PASSAGE CITÉ
======

C'est la polémique du jour, la querelle de la semaine. Une doxa en affronte une autre, et même si ne nous ne voulons pas nous quereller, nous en raffolons tous… Moi le premier.

Evidemment, je veux parler de Nicolas et de Najat… Nicolas Sarkozy, qui a prononcé en meeting une petite phrase. Peut-être l'avez-vous déjà entendue, mais quand même, réécoutons-la: « Quelle que soit la nationalité de vos parents, jeunes français, au moment où vous devenez français, vos ancêtres sont Gaulois ».

« Dès que vous devenez français, vos ancêtres sont Gaulois ». Et sur le plateau d'I Télé, Najat Vallaud Belkacem, ministre de l'éducation nationale, lui a répondu indirectement: « Je veux dire depuis la IIIème République, on sait que ça n'est pas un roman qu'on doit raconter aux enfants, c'est l'histoire véridique telle qu'elle est… et l'histoire véridique, je sais pas, faut-il faire un cours d'histoire à Monsieur Sarkozy qui visiblement en a besoin… Oui, il y a parmi nos ancêtres des Gaulois, il y a aussi des Romains, des Normands, des Celtes des Burgondes. Et puis au cas où il l'aurait oublié, avec le temps la France a annexé d'autres territoires, et les Niçois nous ont rejoints, les Corses, les Franc-comtois, la Guadeloupe, la Martinique; et puis après des Arabes, des Italiens, des Espagnols… »

======

DONNÉES FOURNIES
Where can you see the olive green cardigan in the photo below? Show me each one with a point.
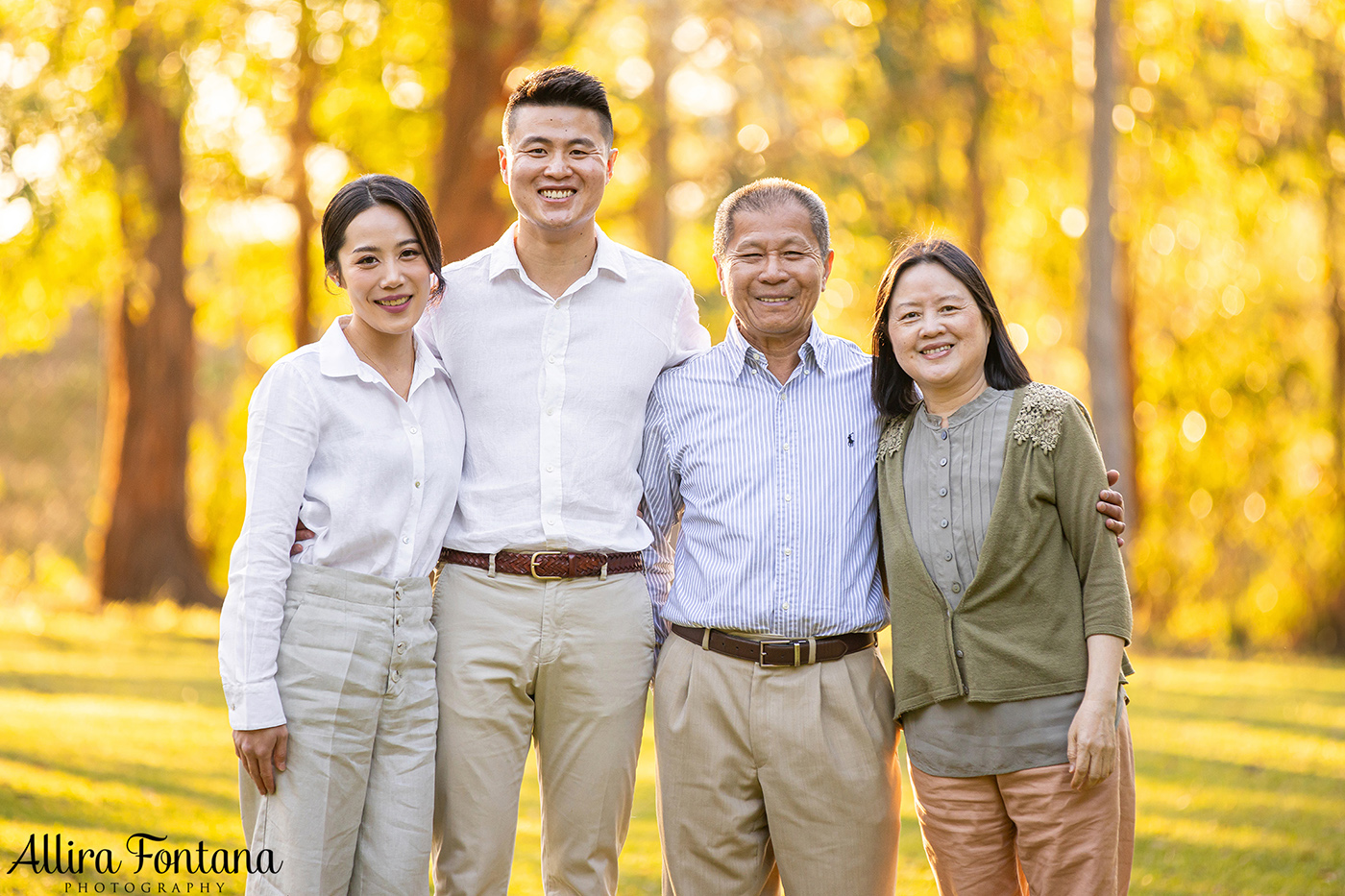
(1049, 572)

======

CONSIGNE
Poursuivez le passage cité sur la polémique des « ancêtres gaulois » en reprenant juste après sa dernière phrase.

RÉSULTAT DE L'EXERCICE
Sans grande surprise, Najat tombe dans le piège de Nicolas Sarkozy. Enfin, elle n'y tombe pas, d'ailleurs, elle y est poussée, contrainte par le journaliste. La nature de notre politique, de son clivage droite-gauche et du rôle des médias contraint Najat à l'antagonisme.

Alors il semblerait qu'elle ait à la fois tort et raison: raison car l'argument de Sarkozy est tiré de la troisième république. L'idée n'est pas neuve, elle a au moins un siècle et demi. Elle peut sembler désuète. Mais Najat a aussi tort parce car cet argument est, tout de même, profondément émancipateur. Il ne s'agit pas d'un argument en faveur d'une pureté ethnique mais au contraire: vous avez bien écouté l'extrait… Sarkozy pense que des étrangers peuvent devenir français, devenir Gaulois — ou plutôt faire leur le récit national — quelle que soit la nationalité de leurs parents.

L'argument est loin, bien loin des thèses de « grand remplacement » promues par la droite la plus radicale. Et c'est là l'une des forces de Sarkozy: faire du hard avec du soft. Et faire croire qu'il est hard pour mobiliser les troupes.

Sarkozy excelle à cela: occuper l'espace médiatique, cliver, à la fois pour pomper l'air et les voix de ses concurrents Républicains mais surtout ceux de son pire rival, Marine Le Pen. Tapez « Marine Le Pen gaulois » sur Google, vous n'aurez RIEN. Marine Le Pen n'a pas réagi, et personne n'a voulu d'ailleurs la faire réagir. Efficace, n'est-ce pas?

Marie Clareville:
Edouard, tu veux nous dire que c'était délibéré…

Edouard Chanot: Mais oui! Sarkozy emploie cette formule en toute connaissance de cause, dans tous ses meetings depuis l'été. Et dans les médias aussi, sur France 2 par exemple. Son intention était claire: provoquer. Provoquer et imposer son argument à la fois plus identitaire et plus assimilationniste. Plus assimilationniste (potentiellement) que celui de la droite nationale; et plus identitaire que le multiculturalisme des progressistes.

Pour ces derniers, comme Najat Vallaud Belkacem, la France doit accueillir et s'adapter aux cultures étrangères et la République doit gérer les relations intercommunautaires. Elle défend donc une position encore plus émancipatrice.
Face à Sarkozy le moderne, Najat la postmoderne.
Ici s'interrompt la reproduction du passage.